PROBLEM STATEMENT -
Extract the lines of the listing starting at the line that contains "# Mark every throw pillow with a bounding box" and ending at the line that contains "[296,141,326,163]", and reproduce them without any change.

RECORDS FOR THE TASK -
>>>>>
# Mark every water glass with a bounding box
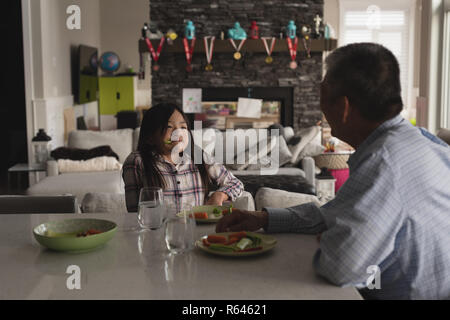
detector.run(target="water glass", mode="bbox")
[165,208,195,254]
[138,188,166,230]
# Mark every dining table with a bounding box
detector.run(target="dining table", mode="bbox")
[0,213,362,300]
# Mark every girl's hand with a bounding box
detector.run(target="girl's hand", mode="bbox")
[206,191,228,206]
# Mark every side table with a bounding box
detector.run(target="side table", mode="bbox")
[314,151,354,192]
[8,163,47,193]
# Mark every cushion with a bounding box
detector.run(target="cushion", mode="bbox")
<<<<<
>>>>>
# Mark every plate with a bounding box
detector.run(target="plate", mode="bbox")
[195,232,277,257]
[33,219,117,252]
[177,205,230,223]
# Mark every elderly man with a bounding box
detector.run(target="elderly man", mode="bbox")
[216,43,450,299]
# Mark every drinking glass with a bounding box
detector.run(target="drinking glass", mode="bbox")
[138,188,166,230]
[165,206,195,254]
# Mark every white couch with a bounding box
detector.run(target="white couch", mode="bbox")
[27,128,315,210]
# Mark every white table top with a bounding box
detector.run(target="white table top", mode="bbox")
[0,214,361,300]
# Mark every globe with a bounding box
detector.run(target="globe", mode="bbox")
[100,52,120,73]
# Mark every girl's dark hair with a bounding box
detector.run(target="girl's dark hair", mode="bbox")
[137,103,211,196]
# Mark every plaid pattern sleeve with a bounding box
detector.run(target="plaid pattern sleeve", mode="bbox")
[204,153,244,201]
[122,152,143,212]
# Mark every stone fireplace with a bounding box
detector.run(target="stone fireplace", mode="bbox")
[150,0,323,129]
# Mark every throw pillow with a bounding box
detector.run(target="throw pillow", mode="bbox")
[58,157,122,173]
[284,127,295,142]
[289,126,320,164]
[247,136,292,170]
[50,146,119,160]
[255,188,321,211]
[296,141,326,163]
<<<<<
EXPECTED ANSWER -
# Mark every throw pillow with a bounding box
detector.run(target="throw pillow", mode="bbox")
[58,157,122,173]
[284,127,295,142]
[289,126,320,164]
[247,136,292,170]
[50,146,119,160]
[255,188,321,211]
[296,141,326,163]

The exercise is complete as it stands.